#### Short problem 1:
Answer these from the text on non-Euclidean geometry below:
(a) In what year was the Latin book "Euclid Cleared of All Blemish" published?
(b) In hyperbolic space, is the measure of curvature of a plane positive or negative?
(c) Who are named as the two people who developed elliptic geometry at the same time?
#### Short problem 2:
In the text on non-Euclidean geometry below, turn the paragraph beginning "If the parallel postulate is altered" into a short bulleted list that keeps its main facts.
#### Short problem 3:
Extend the text on non-Euclidean geometry below, beginning right after its final sentence.

#### Excerpt to read:
start

The last chapter for **Solid Geometry and Higher Dimensions** is on **Non-Euclidean Geometry**. Gardner starts by talking about **Euclidean Geometry**, and how Euclid was smart enough to recognize that his fifth postulate was different from the first four. That is, the statement “through a point on a plane, not on a given straight line, only one line is parallel to the given line” can not be proven without relying on some other approach that is derived from the parallel postulate. That is, if you assume that the sum of the angles of every triangle equals two right angles, you can not prove this assumption without using the parallel postulate as well.

Gardner goes on to talk about Hungarian mathematician Farkas Bolyai, who, in his attempt to prove the parallel postulate in the early 1800’s, not only realized it was independent of the first 4 axioms, he went on to show that a consistent geometry could be created assuming that through a point you could have an infinite number of parallel lines. Unfortunately, Farkas waited too long to publish his work, and Nikolai Lobachevski beat him to it. Even Farkas’s friend, Gauss, claimed to have worked out the same findings several years earlier and never bothered to publish them. Then there’s Italian Jesuit Giralamo Saccheri, who worked out both forms of non-Euclidean geometry in a Latin book published in 1733, titled “**Euclid Cleared of All Blemish**.” The problem was that claiming that non-Euclidean geometry was as true as the Euclidean form would have been very dangerous at that time, so he published the book while simultaneously denouncing his own findings

If the parallel postulate is altered to have infinite parallel lines through a point, you get a hyperbolic space where all triangles have sums of their angles that add up to less than 180 degrees, and the sum decreases as the triangle gets bigger. The circumference of a circle is greater than pi times the diameter, and the measure of curvature of a plane is negative. The other type of geometry, called “elliptic,” was simultaneously developed by Ludwig Schlafli and Bernhard Riemann (yes, the zeta function Riemann). In this geometry, NO parallel line can be drawn through a point to the given line. Here, the sums of the angles of the triangle add up to more than 180 degrees, and the circumference of a circle is less than pi times the diameter.

end

#### Extracted data:

start

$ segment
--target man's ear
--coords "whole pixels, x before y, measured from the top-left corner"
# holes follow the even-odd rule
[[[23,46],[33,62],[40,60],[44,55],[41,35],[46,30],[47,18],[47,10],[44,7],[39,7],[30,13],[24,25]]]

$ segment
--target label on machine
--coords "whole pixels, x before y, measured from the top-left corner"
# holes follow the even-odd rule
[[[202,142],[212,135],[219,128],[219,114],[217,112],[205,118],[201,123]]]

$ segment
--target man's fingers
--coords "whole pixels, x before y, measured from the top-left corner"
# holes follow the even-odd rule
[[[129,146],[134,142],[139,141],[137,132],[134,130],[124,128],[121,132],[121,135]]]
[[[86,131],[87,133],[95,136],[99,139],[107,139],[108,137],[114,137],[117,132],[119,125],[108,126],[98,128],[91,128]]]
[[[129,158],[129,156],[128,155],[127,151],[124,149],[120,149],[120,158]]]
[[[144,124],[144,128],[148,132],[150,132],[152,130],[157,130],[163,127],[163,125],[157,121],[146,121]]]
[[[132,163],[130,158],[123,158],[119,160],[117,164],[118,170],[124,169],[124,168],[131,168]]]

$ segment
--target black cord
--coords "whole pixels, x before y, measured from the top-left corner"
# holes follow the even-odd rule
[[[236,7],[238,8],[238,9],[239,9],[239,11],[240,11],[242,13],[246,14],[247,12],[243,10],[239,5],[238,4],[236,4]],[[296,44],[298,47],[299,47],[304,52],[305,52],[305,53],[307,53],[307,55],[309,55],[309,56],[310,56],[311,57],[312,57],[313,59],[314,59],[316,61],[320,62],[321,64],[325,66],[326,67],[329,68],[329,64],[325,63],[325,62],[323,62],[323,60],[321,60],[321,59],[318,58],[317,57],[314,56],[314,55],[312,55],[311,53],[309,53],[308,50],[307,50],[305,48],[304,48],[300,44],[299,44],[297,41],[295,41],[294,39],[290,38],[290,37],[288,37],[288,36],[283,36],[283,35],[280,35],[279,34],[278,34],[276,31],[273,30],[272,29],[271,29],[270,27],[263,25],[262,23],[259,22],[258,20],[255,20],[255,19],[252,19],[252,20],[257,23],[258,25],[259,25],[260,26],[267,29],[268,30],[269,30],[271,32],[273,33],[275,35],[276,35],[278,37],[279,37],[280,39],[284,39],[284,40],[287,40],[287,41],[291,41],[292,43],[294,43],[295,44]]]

end

#### Task answer 1:
(a) 1733
(b) Negative
(c) Ludwig Schlafli and Bernhard Riemann

#### Task answer 2:
- Hyperbolic geometry (infinitely many parallels through a point):
  - Triangle angle sums are less than 180 degrees and shrink as triangles get bigger.
  - A circle's circumference is greater than pi times its diameter.
  - A plane's curvature is negative.
- Elliptic geometry (no parallels through a point), developed simultaneously by Ludwig Schlafli and Bernhard Riemann:
  - Triangle angle sums are more than 180 degrees.
  - A circle's circumference is less than pi times its diameter.

#### Task answer 3:
One of the last mathematicians to doubt non-Euclidean geometry was Lewis Carroll. H.S.M. Coxeter is quoted as saying “It is a strange paradox that he, whose **Alice in Wonderland** could alter her size by eating a little cake, was unable to accept that the area of a triangle could remain finite when its sides tend to infinity.” Gardner presents M. C. Escher’s **Circle Limit III** woodcut as an example of what Coxeter was talking about for hyperbolic space. In fact, Escher based **Circle Limit III** on a 1957 paper on crystal symmetry that Coxeter wrote and sent him.

(**Circle Limit III**, from the wiki entry. All rights belong to their owners. Images used here for review purposes only.)

Note that in this woodcut, the lines running through the fish are perpendicular to the circle’s edge. If you walked along one of these lines, every fish would be of exactly the same size. The thing is, you’d be getting smaller as you got closer to the edge of the circle, as would any measuring stick you used to check the size of the fish. You’d never get to the edge of the circle, because there is no “edge” from your perspective. Both you, and the fish, just keep getting infinitely smaller as you go (George Gamow talked about curved space in exactly this way in one of his books).

Elliptic geometry then can be modeled on the surface of a sphere. Euclidean straight lines become great circles, and no two are parallel. Einstein adopted a generalized form of this geometry, formulated by Riemann, to show that the curvature of physical space “varies from point to point depending on the influence of matter.” According to Gardner, one of the greatest revolutions in physics that came about from the General Theory of Relativity was that physics can be simplified by assuming physical space to have an elliptic structure.

The rest of the chapter is dedicated to “cranks” that were convinced that Einstein was wrong, that you can’t have non-Euclidean space, and that they were sure they’d proved Euclid’s parallel postulate.

**Challenge:** Prove the parallel postulate.

It’s ok, I’m willing to wait.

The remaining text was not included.